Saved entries

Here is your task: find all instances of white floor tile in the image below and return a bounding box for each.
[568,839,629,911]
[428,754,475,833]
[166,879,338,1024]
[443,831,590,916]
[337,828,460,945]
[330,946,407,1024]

#### TASK DESCRIPTION
Retype the records above in full, with no differences.

#### ANSWER TO THIS TASK
Here is your task: find all instances of white floor tile in the image below and return a bounding box for each.
[568,839,629,911]
[428,754,475,833]
[166,879,338,1024]
[443,831,590,916]
[337,828,460,945]
[330,946,407,1024]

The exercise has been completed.